→ Input:
################

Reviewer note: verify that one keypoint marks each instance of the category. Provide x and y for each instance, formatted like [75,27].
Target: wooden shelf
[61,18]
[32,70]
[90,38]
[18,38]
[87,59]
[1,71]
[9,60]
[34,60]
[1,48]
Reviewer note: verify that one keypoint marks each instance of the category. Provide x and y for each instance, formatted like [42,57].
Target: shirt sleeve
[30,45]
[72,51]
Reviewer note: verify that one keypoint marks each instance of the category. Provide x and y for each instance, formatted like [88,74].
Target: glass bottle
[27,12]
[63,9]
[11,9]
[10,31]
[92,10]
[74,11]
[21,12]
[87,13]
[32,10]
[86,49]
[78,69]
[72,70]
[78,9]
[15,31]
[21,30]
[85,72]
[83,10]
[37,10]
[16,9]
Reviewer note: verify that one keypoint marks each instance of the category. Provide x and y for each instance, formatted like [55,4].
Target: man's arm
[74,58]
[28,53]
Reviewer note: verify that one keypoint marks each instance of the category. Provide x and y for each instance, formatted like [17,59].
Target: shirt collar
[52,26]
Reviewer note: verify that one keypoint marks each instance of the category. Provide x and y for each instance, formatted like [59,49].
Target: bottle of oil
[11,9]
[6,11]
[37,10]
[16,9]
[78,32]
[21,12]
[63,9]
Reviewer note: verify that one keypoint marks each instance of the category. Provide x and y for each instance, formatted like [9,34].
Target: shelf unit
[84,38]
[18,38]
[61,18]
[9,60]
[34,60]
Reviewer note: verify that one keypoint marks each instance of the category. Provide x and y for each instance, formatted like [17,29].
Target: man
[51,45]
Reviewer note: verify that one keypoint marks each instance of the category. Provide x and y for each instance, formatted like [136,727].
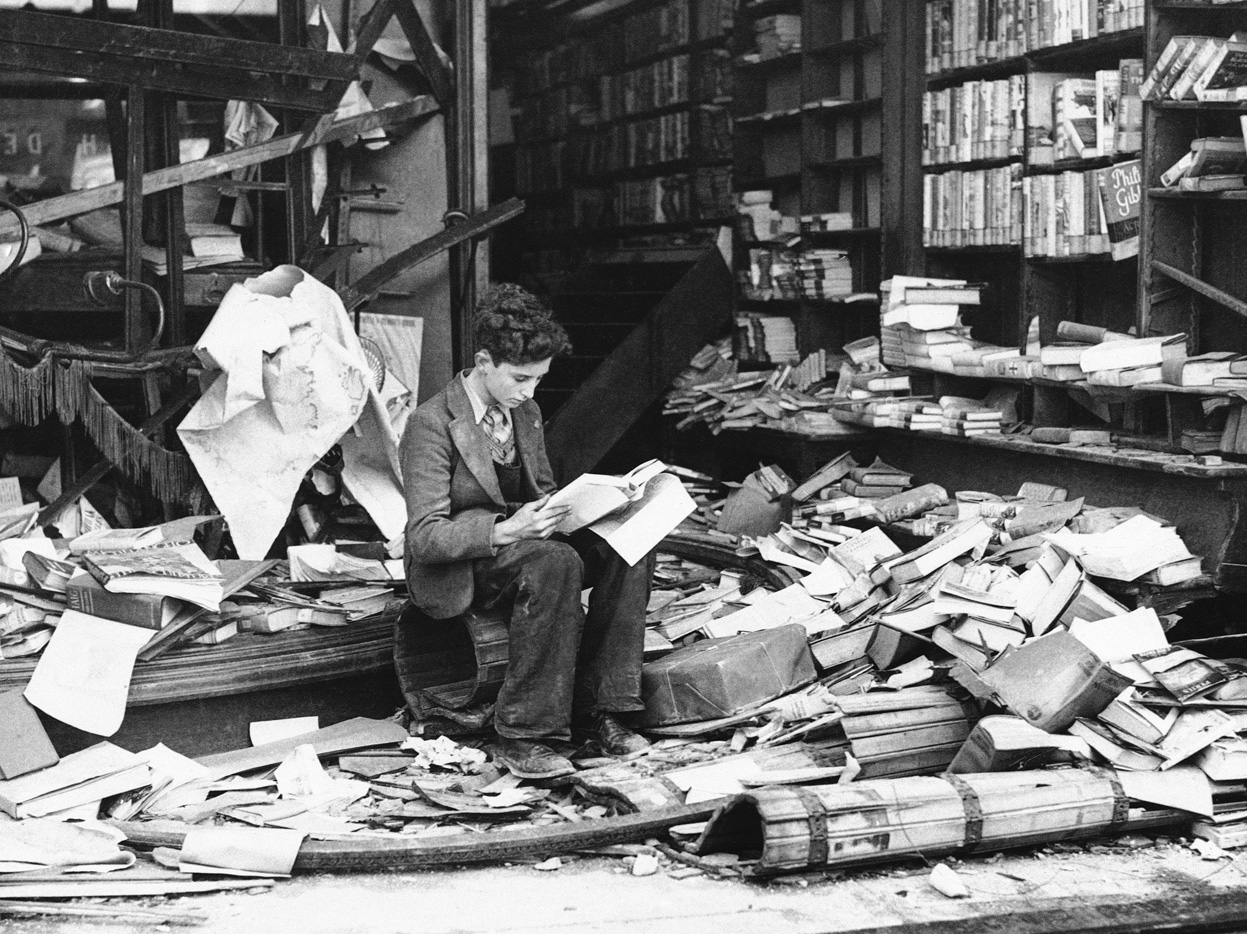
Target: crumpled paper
[286,378]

################

→ To do: Each line above should be printed again exactly, though the pictures should not be.

→ Solved exercise:
Reviewer note: verify that one keypoint marks each instance of the category. Provide x and y for each instance, formatted like [75,27].
Target: wooden shelf
[61,18]
[32,70]
[90,38]
[18,38]
[87,59]
[1,71]
[9,60]
[34,60]
[1,48]
Reviewer note: verify that one keypoint marks each instance of the category. Provide x and y for each instance, formatted like [42,57].
Target: shirt sleeve
[30,45]
[72,51]
Reviewer note: verify that one keypoint marks each instance of the category. Provide x and y for each instance, formatted like [88,74].
Target: glass bottle
[27,12]
[63,9]
[11,9]
[10,31]
[92,10]
[74,11]
[21,12]
[87,13]
[32,10]
[86,49]
[78,69]
[72,70]
[78,9]
[15,31]
[21,30]
[85,72]
[83,10]
[37,10]
[16,9]
Reviewer note: verify that one keypoint marks each instance of the category. Provide x and y for each instance, formatted like [55,4].
Target: man's arm
[74,58]
[28,53]
Reviewer note: verify that one keypoint marks each instance of the category. Provide x and y for each instance, formatted like [17,59].
Target: shirt collar
[52,26]
Reviewer note: verify that one keypoint marks each instance of the category. Provide x and y for each instance, formatted like [59,49].
Target: bottle of oil
[11,9]
[6,11]
[37,10]
[16,9]
[78,32]
[21,12]
[63,9]
Reviewer note: verify that one keypoint marks each instance of the category. Provide x and y for each instance, formatted like [9,34].
Target: shelf unit
[84,38]
[18,38]
[61,18]
[9,60]
[34,60]
Reviewer note: verify that one keypoint marks each instance of the category. Provide x and y for each instance, formatted like [17,29].
Target: man
[51,45]
Reviewer note: verify that one keypoint marks each instance of the category. Provide x and y for each instance, formatted like [136,727].
Target: crumpled paper
[286,378]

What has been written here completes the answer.